__TEXT SEGMENT__

A University Whistleblower

So I realize I am not an actual whistleblower. I just liked how dramatic the title of this post sounded. But I was rather incensed at the falsehoods in this article about science students at my alma mater and could not resist writing something about it.

The article can be found here and I would highly suggest reading it before reading this post, as this post will not make much sense without it. The article is about science undergraduates at my university and I am qualified to speak on this subject because I myself was a science student during my freshman year. I intended to major in chemistry back then. However, I discovered two things after first semester: first, I missed history so much and second, the chemistry department was incredibly hard to work with and was more interested in researching than teaching a bunch of undergraduates.

In the chemistry department, incoming students signed up for the introductory course are required to take an online diagnostic exam, developed by Frey, that helps determine the type of support they will need to succeed when the semester kicks off in August. Course instructors and advisers use the results to recommend which of the myriad support programs are appropriate. So, a student with a high degree of proficiency might be advised to participate in the department’s highly successful peer-led team-learning (PLTL) groups, while a less prepared student would be encouraged to sign up for smaller peermentoring groups, in addition to participating in PLTL. All students attend lectures and recitation sessions. With nearly 800 students in three sections of General Chemistry, it’s enormously helpful to both student and instructor to have this strategy worked out even before the first lecture begins – and long before trouble arises. The upshot is that students in this class, once feared as the hardest on campus, are now succeeding, with up to 75 percent of them earning A’s or B’s.

There is so much wrong with this paragraph that I don’t even know where to start. I switched into the school of Arts & Sciences after being accepted (once I realized that I did not wish to pursue a career in my chosen course of study) and I never took the placement exam, as I did not receive the email instructing incoming students to do so. I realize this is not the chemistry department’s fault; however, when I found out about the exam during orientation week and offered to take it, I was not allowed to. As a result, I was not allowed to participate in the PLTL groups.

As for the “smaller peermentoring groups” mentioned, I have no idea what this article is talking about. There were no such groups when I was taking chemistry, and as far as I know there were none when I graduated either.

And as for the assertion that seventy-five percent of the students in the class earn A’s and B’s, that is ridiculous. Yes, it is true, but it only happens because of the very, very generous curve. Very few students actually earned A’s on their exams (as in, ninety percent or above). My friend consistently scored in the low eighties, yet, due to the curve, her transcript says that she received an A in the class.

New undergraduates are often shocked by the expectations of college-level academics, and nowhere is that more pronounced than in the sciences. “A college-level chemistry course is very different than anything first-year students have taken in high school, even if they’ve taken AP Chemistry,” says Bill Buhro, the George E. Pake Professor and chair of the chemistry department. “It’s about understanding concepts and problemsolving, not memorization. We teach them to look at a problem upside-down, inside-out and backward.” Whether or not a student can make this conceptual leap in chemistry class is a strong predictor of his or her ability to do so in any class.

Saved entries:
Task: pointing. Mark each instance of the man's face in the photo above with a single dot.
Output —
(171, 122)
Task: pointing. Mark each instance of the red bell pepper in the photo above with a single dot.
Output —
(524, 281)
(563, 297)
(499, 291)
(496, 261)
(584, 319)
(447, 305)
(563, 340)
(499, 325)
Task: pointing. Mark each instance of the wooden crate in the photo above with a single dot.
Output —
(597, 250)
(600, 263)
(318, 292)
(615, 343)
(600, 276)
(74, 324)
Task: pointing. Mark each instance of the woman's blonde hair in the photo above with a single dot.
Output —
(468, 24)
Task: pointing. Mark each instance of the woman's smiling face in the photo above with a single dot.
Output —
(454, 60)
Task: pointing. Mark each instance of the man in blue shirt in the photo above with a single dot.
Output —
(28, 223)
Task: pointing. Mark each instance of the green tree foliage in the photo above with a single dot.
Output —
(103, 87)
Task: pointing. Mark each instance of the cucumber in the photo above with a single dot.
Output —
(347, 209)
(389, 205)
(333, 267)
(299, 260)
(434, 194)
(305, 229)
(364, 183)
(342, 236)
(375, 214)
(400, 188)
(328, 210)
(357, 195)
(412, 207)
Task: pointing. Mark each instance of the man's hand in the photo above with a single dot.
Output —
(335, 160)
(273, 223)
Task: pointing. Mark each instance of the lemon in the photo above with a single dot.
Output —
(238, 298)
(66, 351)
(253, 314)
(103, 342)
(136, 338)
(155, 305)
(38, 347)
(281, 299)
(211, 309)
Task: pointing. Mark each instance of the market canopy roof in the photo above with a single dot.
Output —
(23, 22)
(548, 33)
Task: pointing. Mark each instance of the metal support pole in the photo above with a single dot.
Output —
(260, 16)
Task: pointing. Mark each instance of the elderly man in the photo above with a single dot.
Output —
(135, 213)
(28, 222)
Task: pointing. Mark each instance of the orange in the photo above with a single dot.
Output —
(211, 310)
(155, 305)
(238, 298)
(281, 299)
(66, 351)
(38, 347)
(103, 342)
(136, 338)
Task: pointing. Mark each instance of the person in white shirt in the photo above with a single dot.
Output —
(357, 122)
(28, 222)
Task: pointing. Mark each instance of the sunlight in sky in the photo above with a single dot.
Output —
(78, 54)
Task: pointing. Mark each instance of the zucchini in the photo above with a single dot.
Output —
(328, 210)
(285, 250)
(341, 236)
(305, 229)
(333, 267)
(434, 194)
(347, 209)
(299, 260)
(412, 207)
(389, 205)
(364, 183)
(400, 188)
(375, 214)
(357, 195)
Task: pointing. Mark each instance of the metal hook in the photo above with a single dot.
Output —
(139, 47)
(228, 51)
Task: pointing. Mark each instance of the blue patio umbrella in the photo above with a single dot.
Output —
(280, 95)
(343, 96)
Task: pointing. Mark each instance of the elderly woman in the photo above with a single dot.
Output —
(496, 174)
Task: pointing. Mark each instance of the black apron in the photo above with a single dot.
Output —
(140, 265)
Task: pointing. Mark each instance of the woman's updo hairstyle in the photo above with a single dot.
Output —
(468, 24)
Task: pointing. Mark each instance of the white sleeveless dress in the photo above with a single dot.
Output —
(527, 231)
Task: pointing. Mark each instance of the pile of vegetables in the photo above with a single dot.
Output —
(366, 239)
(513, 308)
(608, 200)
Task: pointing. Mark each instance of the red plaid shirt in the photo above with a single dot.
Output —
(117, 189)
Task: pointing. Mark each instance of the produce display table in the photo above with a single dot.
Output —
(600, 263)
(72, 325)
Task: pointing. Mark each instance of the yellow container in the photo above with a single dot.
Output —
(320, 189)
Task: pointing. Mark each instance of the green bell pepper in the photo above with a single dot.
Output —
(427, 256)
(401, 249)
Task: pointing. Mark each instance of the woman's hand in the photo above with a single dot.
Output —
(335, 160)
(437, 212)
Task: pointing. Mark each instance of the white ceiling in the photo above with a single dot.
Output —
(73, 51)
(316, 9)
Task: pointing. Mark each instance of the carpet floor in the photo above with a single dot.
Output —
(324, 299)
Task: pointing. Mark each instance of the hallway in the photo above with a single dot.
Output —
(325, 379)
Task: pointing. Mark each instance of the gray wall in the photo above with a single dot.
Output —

__BRIEF 1__
According to the blog post, who is the chair of the chemistry department?
__BRIEF 2__
Translate this sentence from the blog post into French: "All students attend lectures and recitation sessions."
__BRIEF 3__
Copy the blog post's text from "New undergraduates are" to "in any class.".

__TASK ANSWER 1__
Bill Buhro, the George E. Pake Professor, is the chair of the chemistry department.

__TASK ANSWER 2__
Tous les étudiants assistent aux cours magistraux et aux séances de travaux dirigés.

__TASK ANSWER 3__
New undergraduates are often shocked by the expectations of college-level academics, and nowhere is that more pronounced than in the sciences. “A college-level chemistry course is very different than anything first-year students have taken in high school, even if they’ve taken AP Chemistry,” says Bill Buhro, the George E. Pake Professor and chair of the chemistry department. “It’s about understanding concepts and problemsolving, not memorization. We teach them to look at a problem upside-down, inside-out and backward.” Whether or not a student can make this conceptual leap in chemistry class is a strong predictor of his or her ability to do so in any class.